Jackson et al. [2] reviewed 29 cross sectional and cohort studies about the prevalence and incidence of PI related to medical devices. The studies included all age groups, mixed unit types, and took place in 14 countries with data from 126,150 patients. The pooled incidence reported in 13 studies was 12% (95% CI 8–18) with heterogeneity of I2 = 95.9%, p < 0.001. The pooled prevalence from 16 studies was 10% (95% CI 6–16). Many of the PI involved mucosal tissue, so the stage was not provided in most of the included studies. Explanations for the heterogeneity included variation in clinical environments, patient characteristics, types of devices and staging [2].

Chaboyer et al. [3] reviewed 22 observational, cross sectional and cohort studies of adult patients in intensive care units (ICUs). The findings from the meta-analysis were a pooled incidence range (95% CI 10.0 – 25.9), I2 = 98 and pooled prevalence (95% CI 16.9 – 23.8), I2 = 92. High heterogeneity was explained by variation in measurement methods, regional variation and a range of data that may have been contributory but was not provided, for example delivery of PI prevention strategies, nurse/patient ratios and length of stay in the ICU.

These reviews, encompassing 62 studies, illustrate two primary conclusions: First, the incidence and prevalence of PI remain unacceptably high; and second, there is widespread heterogeneity in epidemiological studies of PI. Reducing the problem of PI is critically important. The purpose of this research was to develop accurate PI prediction models that can be translated into practical tools for individualized and targeted PI prevention interventions. Specifically, the study goals were to:

  1. 1.

    Build model-based statistical inference and model-free artificial intelligence (AI) techniques to mine and interrogate high-dimensional clinical data aiming to:

    1. a.

      predict specific PI related clinical outcomes for patients:

    2. b.

      identify salient features in the data that are highly predictive of the outcomes, and

  2. 2.

    Derive computed phenotypes by unsupervised clustering.

Risk prediction complexity and Pressure Injury Prediction Modeling (PIPM)

In order to reduce the incidence and prevalence of PI, prevention is critical. Risk assessment is at the forefront of this effort and has been the subject of research for decades. Tschannen and Anderson’s [4] synthesis of existing PI conceptual models showed that despite the extensive literature on the topic, gaps remain in understanding PI risk. The authors reviewed 59 studies that showed current evidence about factors that predict hospital acquired PIs. After synthesizing the evidence, the Pressure Injury Prediction Model (PIPM) was developed representing 6 constructs: pressure, tissue tolerance, friction and shear, as well as three new constructs—patient characteristics, environment, and episode of care. These constructs arose from 53 concepts, often having multiple measures and indicators. Similar to the incidence and prevalence studies, the sheer number of possible predictors and predictor combinations contributes to the complexity of PI risk assessment and prevention [4]. The advancement of the electronic health record (EHR) provides the opportunity for large scale data analysis, accounting for all of the identified predictors of hospital-acquired PIs.

[Study material]
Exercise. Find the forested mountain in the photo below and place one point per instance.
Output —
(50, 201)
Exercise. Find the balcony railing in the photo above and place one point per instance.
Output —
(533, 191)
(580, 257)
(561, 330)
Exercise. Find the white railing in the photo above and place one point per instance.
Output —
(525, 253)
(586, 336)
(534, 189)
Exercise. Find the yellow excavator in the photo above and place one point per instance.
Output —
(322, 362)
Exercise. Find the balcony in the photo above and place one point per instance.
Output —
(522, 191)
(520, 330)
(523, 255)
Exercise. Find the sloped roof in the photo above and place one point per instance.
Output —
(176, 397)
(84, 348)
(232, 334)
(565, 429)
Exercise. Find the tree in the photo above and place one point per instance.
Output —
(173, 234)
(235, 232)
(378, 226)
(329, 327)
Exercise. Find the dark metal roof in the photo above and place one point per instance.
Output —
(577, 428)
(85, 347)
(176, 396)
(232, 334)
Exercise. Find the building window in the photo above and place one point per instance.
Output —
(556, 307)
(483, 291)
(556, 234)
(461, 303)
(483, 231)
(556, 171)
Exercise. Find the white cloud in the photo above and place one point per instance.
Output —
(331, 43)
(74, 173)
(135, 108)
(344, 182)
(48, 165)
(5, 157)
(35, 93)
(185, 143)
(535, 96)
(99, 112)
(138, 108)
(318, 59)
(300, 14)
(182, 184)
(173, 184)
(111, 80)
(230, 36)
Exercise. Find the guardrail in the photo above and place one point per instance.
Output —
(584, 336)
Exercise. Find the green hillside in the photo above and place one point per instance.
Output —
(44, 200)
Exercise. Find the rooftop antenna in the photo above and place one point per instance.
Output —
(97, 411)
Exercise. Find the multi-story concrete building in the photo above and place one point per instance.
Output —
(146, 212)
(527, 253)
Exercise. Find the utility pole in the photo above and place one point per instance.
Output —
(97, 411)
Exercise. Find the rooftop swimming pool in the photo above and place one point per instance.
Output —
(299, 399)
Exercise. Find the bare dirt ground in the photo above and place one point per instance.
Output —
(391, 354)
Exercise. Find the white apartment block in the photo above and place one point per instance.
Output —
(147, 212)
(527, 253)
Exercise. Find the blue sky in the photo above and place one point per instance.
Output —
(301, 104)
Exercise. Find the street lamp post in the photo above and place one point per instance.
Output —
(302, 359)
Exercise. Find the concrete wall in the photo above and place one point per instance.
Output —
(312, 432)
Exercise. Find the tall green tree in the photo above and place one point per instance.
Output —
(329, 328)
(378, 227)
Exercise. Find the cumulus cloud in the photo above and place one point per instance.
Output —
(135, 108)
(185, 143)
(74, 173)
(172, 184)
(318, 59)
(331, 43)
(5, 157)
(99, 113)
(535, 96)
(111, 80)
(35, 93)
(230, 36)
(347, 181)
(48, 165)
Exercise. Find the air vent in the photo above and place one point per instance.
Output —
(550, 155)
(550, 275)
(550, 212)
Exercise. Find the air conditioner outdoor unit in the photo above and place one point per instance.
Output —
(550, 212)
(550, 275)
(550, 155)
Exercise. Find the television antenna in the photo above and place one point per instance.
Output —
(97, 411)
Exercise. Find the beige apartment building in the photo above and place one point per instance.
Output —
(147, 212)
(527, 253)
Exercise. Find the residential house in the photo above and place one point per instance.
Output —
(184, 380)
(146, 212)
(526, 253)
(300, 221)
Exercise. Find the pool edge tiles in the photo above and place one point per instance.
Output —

[To do]
1 - Please retype the section of the pressure injury passage starting at "Build model-based statistical" and ending at "by unsupervised clustering.".
2 - Write what comes next in the pressure injury passage, continuing after its final sentence.

[Task-by-task answers]
1 -
Build model-based statistical inference and model-free artificial intelligence (AI) techniques to mine and interrogate high-dimensional clinical data aiming to:

    1. a.

      predict specific PI related clinical outcomes for patients:

    2. b.

      identify salient features in the data that are highly predictive of the outcomes, and

  2. 2.

    Derive computed phenotypes by unsupervised clustering.

2 -
PI risk prediction using EHR

Widespread use of the electronic health record (EHR) has led to the collection of vast amounts of clinical data. As a result, researchers are developing new methods to improve PI prediction that take advantage of this both in terms of the number of cases analyzed and in the granularity of the variables used. For example, Rondinelli et al. [5] conducted a retrospective cohort study of over 700,000 inpatient episodes in 35 hospitals to examine the time from admission to the development of a healthcare acquired PI. Independent variables included age, gender, diagnoses, admission and discharge information and comorbidities that were present on admission. A comorbidity point score, severity of illness score and the overall Braden Scale were also used. Their analysis, using a multivariate Cox proportional hazards model showed significant hazard ratios for age, severity of illness, comorbidity and the Braden scale as risk predictors. Significant variation among the hospitals was also found.

Using another approach, Jin et al. [6] used multiple logistic regression to select variables extracted from the EHR and to develop an algorithm for PI risk prediction that was then tested in real time. Ten factors, from the original 4,211, resulted in a daily risk score that compared favorably with the Braden score, but did not require any input from the nursing staff. The researchers noted that the risk score did not allow the staff to view specific risk factors, nor did it account for any injury prevention interventions.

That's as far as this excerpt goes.